'''
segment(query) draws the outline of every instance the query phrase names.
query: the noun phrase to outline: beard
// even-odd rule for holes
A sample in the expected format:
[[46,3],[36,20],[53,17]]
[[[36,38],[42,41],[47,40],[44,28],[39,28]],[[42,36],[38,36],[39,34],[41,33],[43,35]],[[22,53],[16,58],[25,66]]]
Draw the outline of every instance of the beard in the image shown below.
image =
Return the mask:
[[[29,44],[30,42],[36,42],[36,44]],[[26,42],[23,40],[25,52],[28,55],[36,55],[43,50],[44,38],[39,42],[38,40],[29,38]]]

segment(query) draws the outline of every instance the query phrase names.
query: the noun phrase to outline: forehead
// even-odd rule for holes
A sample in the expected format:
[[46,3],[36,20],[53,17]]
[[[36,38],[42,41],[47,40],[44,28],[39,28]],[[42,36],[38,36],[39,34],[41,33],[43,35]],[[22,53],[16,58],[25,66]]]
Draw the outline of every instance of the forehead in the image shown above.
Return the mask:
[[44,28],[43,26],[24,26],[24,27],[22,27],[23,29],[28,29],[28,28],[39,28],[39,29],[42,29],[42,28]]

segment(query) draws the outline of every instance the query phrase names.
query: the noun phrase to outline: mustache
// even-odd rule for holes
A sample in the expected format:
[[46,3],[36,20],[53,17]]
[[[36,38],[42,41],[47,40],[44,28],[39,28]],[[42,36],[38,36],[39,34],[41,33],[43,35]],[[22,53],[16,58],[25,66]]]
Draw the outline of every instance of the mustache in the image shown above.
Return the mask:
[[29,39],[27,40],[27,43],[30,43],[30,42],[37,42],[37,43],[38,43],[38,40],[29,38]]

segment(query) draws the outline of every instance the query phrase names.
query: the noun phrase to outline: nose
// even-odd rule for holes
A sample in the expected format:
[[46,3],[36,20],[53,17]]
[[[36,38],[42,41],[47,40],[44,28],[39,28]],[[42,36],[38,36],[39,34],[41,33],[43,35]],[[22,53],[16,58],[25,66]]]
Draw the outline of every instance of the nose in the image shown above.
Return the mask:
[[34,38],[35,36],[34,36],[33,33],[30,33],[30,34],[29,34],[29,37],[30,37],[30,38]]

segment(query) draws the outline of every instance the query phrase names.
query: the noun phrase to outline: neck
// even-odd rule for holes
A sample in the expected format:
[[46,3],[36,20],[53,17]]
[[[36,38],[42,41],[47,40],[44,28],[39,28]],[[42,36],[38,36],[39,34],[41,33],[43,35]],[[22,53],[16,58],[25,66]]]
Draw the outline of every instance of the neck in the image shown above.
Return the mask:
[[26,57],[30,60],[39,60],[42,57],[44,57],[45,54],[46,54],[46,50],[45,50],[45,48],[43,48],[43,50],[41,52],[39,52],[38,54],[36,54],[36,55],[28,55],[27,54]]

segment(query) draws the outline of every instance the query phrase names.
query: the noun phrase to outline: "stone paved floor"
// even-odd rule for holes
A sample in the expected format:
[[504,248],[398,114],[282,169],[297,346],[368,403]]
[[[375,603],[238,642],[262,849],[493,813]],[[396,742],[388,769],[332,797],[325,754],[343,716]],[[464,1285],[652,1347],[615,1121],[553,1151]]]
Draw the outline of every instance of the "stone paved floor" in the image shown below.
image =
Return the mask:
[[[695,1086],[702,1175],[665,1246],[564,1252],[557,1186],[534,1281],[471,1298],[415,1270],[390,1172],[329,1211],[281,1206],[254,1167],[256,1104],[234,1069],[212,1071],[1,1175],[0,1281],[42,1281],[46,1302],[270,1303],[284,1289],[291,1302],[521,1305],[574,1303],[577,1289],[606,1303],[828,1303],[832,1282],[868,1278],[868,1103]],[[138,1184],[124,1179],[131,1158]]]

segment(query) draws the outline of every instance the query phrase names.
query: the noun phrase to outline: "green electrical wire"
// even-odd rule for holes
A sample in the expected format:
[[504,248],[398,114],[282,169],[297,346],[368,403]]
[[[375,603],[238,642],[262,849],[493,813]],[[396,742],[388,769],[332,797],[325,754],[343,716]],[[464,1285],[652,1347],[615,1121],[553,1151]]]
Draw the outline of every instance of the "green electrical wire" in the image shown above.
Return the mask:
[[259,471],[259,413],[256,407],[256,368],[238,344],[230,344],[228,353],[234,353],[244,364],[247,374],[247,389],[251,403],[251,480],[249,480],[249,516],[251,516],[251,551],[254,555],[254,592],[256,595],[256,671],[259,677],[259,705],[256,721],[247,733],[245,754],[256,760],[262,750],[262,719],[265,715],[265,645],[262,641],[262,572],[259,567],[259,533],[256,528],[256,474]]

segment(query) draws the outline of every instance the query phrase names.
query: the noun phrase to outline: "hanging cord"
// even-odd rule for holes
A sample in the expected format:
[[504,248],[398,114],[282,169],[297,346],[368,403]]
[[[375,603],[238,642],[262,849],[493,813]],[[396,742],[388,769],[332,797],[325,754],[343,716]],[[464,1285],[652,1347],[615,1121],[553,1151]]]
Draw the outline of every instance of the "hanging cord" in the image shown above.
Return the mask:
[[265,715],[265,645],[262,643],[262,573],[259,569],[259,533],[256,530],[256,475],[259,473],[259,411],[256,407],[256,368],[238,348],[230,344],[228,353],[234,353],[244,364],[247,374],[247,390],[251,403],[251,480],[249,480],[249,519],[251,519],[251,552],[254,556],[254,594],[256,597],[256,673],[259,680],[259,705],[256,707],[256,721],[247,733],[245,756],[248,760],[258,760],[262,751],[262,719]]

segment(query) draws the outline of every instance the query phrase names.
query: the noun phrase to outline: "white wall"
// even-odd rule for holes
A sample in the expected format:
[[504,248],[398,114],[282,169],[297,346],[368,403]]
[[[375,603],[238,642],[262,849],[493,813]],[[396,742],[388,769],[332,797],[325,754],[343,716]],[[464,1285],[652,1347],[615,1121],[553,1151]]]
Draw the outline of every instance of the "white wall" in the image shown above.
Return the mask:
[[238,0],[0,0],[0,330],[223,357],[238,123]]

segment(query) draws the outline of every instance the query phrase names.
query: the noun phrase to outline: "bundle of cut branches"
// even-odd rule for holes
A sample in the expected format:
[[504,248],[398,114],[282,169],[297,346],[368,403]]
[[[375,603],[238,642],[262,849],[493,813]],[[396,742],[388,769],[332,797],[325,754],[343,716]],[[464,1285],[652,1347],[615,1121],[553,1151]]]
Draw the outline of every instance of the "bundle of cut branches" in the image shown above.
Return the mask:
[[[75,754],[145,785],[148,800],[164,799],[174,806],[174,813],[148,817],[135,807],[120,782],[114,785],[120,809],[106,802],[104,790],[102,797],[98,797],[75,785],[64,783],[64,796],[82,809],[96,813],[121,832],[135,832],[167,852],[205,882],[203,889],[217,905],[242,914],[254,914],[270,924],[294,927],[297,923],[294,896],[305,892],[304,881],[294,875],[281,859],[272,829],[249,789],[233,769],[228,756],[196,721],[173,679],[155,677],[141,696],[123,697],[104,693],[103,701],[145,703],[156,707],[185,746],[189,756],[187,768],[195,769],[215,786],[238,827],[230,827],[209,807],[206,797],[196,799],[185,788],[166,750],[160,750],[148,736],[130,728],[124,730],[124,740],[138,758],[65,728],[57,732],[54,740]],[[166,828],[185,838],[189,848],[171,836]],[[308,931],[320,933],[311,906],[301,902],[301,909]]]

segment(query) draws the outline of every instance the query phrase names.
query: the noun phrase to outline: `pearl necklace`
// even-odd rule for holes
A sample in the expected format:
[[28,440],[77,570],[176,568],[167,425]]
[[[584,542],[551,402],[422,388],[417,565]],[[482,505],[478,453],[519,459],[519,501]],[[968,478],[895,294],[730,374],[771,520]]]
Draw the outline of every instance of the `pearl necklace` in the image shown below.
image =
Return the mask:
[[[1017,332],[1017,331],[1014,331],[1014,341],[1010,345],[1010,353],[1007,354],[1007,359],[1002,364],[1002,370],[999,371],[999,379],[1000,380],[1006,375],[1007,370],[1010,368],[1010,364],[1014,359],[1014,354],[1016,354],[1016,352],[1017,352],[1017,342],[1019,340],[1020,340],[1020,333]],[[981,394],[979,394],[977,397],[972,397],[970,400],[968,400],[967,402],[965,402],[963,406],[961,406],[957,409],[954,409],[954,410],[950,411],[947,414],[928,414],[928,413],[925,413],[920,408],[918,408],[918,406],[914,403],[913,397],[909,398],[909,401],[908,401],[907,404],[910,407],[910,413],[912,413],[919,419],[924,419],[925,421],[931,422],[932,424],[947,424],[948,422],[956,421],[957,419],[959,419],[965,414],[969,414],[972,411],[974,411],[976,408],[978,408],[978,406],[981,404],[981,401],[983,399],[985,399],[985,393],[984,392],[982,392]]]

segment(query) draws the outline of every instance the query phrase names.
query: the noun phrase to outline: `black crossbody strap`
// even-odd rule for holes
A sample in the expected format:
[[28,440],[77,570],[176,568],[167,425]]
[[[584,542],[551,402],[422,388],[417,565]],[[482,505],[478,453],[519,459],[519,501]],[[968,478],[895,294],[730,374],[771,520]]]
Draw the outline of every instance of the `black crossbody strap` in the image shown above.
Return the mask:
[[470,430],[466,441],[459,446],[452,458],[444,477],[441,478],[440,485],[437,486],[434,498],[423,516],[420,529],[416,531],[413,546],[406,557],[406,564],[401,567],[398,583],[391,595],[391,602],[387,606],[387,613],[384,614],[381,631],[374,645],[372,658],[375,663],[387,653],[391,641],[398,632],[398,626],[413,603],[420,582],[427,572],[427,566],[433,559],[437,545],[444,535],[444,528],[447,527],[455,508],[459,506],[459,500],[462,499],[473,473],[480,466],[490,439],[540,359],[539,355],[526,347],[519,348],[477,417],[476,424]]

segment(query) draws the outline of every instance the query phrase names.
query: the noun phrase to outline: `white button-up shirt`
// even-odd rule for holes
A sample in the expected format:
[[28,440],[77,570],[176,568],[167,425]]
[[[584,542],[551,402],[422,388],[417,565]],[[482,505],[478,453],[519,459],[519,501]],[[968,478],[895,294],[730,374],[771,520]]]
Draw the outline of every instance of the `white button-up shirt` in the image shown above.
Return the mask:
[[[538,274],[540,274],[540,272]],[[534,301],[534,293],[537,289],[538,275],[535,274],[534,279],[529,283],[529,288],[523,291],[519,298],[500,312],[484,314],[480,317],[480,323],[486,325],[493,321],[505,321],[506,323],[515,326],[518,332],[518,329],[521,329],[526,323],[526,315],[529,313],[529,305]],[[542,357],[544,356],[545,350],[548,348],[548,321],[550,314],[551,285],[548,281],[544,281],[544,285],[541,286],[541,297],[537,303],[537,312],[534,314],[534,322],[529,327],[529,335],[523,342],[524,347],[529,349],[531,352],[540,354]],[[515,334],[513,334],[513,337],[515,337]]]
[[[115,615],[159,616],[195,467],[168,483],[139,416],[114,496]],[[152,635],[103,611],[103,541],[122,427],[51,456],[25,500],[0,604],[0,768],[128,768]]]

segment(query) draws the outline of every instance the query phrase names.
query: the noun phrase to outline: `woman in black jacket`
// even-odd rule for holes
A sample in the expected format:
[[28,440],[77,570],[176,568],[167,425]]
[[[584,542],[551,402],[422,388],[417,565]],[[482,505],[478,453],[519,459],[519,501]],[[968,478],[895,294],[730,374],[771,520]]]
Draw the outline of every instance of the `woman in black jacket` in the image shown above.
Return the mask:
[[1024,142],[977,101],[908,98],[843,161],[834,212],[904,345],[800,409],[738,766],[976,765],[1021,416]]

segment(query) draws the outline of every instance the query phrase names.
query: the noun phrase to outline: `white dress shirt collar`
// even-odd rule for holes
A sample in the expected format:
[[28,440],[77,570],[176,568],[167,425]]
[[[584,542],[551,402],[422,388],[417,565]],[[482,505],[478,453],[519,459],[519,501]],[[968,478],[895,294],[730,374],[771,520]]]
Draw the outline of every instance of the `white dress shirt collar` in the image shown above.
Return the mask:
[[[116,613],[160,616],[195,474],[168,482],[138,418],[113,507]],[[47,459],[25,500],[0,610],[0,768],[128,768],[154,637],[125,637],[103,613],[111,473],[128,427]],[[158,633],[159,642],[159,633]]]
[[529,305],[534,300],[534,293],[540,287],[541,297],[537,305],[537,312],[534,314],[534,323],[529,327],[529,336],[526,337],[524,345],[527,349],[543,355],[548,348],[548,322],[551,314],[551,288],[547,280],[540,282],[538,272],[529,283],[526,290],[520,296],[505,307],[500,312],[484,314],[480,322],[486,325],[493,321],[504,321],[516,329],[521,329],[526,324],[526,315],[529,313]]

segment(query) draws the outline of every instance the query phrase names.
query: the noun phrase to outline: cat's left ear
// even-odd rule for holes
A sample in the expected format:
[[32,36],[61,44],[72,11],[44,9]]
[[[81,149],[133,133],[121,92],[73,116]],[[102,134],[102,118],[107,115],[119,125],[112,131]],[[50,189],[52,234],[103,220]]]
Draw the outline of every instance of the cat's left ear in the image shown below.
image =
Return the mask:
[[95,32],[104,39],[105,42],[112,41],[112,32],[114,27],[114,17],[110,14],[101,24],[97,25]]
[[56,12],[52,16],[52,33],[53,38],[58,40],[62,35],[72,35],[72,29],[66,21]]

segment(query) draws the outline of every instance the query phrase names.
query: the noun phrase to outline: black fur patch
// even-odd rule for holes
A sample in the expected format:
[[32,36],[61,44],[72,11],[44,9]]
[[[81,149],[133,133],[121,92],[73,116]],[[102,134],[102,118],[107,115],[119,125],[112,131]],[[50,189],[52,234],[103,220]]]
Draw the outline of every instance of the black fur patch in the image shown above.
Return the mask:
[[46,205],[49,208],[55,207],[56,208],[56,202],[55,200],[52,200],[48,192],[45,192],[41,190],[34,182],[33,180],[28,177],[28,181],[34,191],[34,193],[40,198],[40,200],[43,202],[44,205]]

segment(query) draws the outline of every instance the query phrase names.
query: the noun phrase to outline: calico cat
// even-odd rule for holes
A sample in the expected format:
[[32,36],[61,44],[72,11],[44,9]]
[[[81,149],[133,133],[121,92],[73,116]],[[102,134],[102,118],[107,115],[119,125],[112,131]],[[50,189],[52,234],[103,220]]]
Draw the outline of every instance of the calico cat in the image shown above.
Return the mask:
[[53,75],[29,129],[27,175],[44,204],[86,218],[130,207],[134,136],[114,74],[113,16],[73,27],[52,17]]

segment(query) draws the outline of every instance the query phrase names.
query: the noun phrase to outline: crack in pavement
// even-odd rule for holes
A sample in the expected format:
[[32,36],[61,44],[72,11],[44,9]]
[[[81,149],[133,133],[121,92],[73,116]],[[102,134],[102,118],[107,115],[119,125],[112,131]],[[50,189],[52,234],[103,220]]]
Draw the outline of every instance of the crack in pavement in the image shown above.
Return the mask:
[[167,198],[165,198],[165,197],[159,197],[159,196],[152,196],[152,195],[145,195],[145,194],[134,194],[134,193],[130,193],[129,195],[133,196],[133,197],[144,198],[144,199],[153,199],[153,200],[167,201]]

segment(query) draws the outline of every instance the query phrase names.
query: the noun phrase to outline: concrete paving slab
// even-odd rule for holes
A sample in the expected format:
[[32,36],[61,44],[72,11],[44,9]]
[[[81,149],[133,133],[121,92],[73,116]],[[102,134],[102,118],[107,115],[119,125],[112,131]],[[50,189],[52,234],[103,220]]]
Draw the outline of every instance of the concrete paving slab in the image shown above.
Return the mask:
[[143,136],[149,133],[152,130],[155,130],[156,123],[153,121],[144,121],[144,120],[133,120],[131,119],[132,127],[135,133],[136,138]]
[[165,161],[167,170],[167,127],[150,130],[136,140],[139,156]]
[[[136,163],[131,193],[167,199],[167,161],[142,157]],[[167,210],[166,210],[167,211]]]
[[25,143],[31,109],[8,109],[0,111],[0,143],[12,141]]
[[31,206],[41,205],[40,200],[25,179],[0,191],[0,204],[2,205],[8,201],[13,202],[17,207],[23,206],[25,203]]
'''
▶ **Requirements**
Please list each line of the listing above that contains the string "beard", treating uppercase and lowercase as different.

▶ **Exercise response**
query: the noun phrase to outline: beard
Draw the outline of every instance of the beard in the image shown below.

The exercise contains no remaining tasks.